## The problem:
Lines with the word "rear": copy all of them from the entries below.

§ §

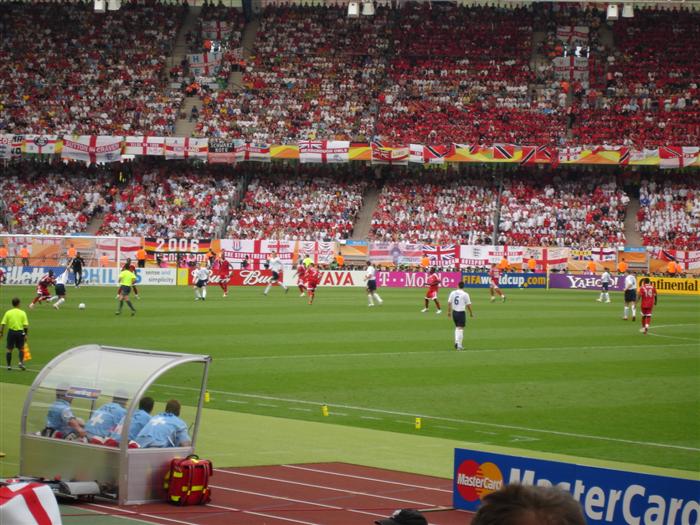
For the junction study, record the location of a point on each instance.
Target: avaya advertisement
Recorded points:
(607, 496)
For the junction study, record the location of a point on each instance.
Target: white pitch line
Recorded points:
(323, 487)
(454, 420)
(697, 341)
(365, 478)
(432, 352)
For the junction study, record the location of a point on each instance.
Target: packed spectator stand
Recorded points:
(436, 209)
(669, 213)
(172, 200)
(65, 69)
(309, 204)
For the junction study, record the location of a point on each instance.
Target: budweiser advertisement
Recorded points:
(239, 278)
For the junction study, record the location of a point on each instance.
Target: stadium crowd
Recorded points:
(65, 69)
(50, 198)
(572, 209)
(435, 209)
(310, 205)
(171, 200)
(651, 97)
(669, 213)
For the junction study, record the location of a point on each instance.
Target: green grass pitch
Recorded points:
(551, 371)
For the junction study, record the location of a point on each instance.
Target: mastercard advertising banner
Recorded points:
(613, 497)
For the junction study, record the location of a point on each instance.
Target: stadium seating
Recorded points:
(314, 74)
(172, 200)
(651, 96)
(571, 209)
(51, 198)
(435, 209)
(65, 69)
(310, 205)
(669, 214)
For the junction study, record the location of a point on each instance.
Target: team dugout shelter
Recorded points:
(92, 375)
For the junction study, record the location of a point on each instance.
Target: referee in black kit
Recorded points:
(17, 327)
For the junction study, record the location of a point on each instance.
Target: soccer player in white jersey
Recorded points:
(275, 264)
(605, 282)
(630, 296)
(60, 288)
(201, 277)
(371, 280)
(457, 303)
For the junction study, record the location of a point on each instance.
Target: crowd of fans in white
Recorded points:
(172, 201)
(574, 209)
(670, 212)
(175, 199)
(435, 209)
(310, 205)
(65, 69)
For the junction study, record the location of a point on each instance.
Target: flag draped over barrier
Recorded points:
(101, 149)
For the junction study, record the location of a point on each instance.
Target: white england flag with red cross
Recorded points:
(40, 144)
(92, 149)
(186, 148)
(138, 145)
(324, 151)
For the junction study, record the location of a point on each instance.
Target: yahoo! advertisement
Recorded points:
(613, 497)
(584, 282)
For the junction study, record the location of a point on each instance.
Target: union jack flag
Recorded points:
(445, 255)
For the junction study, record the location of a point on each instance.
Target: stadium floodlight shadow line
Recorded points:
(453, 420)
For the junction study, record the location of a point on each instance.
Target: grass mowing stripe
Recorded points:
(453, 420)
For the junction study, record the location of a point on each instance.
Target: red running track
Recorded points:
(308, 494)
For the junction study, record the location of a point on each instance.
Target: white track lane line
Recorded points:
(365, 478)
(293, 500)
(332, 489)
(262, 514)
(451, 419)
(139, 514)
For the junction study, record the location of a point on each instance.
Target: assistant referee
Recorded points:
(17, 328)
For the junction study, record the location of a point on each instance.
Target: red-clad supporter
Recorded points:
(65, 69)
(669, 213)
(651, 96)
(172, 200)
(449, 84)
(309, 205)
(435, 208)
(570, 209)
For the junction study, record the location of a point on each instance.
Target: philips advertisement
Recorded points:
(507, 280)
(607, 496)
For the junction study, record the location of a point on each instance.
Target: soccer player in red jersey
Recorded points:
(433, 284)
(647, 295)
(224, 272)
(42, 288)
(494, 276)
(312, 277)
(301, 276)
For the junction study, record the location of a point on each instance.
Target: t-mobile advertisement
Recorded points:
(584, 282)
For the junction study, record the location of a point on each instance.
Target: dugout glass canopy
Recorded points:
(91, 375)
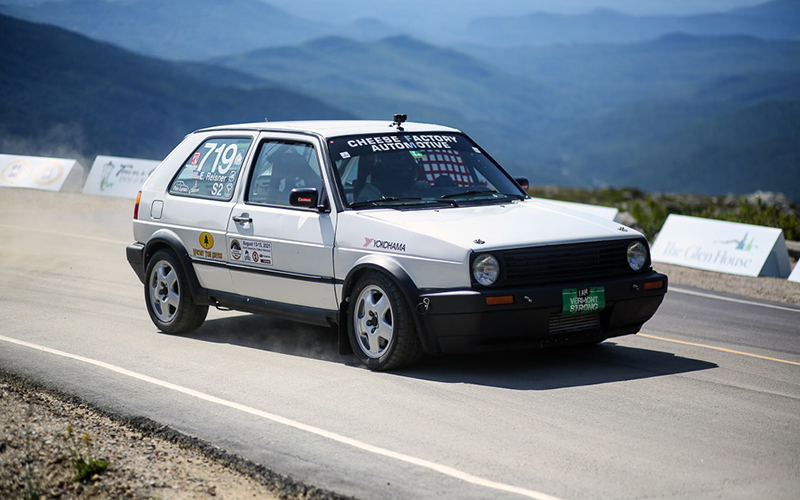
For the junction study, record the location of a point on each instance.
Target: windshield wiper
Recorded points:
(473, 192)
(469, 193)
(390, 199)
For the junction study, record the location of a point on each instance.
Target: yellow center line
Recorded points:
(722, 349)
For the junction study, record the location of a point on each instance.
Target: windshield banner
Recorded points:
(346, 147)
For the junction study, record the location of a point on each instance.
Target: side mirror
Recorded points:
(304, 197)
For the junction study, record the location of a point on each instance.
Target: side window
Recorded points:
(211, 171)
(280, 167)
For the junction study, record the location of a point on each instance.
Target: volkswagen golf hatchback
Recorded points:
(407, 238)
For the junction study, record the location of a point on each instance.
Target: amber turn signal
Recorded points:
(502, 300)
(653, 285)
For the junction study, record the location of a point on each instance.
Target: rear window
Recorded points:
(212, 169)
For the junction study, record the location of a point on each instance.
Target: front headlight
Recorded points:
(637, 255)
(485, 269)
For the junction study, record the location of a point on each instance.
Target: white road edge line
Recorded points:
(730, 299)
(442, 469)
(70, 235)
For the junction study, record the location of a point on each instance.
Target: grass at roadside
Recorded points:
(650, 210)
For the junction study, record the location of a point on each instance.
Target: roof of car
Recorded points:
(334, 128)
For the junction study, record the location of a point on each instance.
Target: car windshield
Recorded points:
(417, 169)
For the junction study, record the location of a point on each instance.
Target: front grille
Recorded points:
(576, 323)
(576, 262)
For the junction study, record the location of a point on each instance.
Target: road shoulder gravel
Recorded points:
(147, 460)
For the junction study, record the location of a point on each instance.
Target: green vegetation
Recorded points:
(82, 458)
(650, 210)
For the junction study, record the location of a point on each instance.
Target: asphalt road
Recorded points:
(705, 403)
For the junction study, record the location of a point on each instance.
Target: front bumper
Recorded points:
(461, 320)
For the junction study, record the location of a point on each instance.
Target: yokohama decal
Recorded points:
(384, 245)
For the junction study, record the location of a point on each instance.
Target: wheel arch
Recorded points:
(394, 271)
(166, 239)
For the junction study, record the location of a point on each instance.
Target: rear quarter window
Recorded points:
(212, 170)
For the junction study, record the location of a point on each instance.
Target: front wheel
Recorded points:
(382, 331)
(167, 295)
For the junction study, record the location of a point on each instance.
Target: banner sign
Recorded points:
(609, 213)
(117, 176)
(725, 247)
(795, 276)
(34, 171)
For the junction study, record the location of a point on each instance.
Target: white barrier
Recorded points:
(795, 276)
(117, 176)
(721, 246)
(609, 213)
(35, 172)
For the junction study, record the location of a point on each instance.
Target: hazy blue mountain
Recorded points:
(603, 75)
(63, 93)
(778, 19)
(400, 74)
(176, 29)
(581, 115)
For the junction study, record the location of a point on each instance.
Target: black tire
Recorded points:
(167, 295)
(380, 326)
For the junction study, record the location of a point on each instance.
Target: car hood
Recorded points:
(525, 223)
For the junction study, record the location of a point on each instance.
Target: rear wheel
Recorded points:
(382, 331)
(167, 295)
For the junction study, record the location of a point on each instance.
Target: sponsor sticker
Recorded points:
(206, 240)
(384, 245)
(251, 251)
(236, 250)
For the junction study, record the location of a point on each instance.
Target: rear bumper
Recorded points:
(461, 320)
(135, 255)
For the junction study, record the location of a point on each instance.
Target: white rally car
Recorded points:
(407, 237)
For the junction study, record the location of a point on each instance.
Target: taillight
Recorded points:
(136, 207)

§ §

## Exercise output:
Target: rear window
Target: rear quarter window
Target: rear wheel
Target: rear bumper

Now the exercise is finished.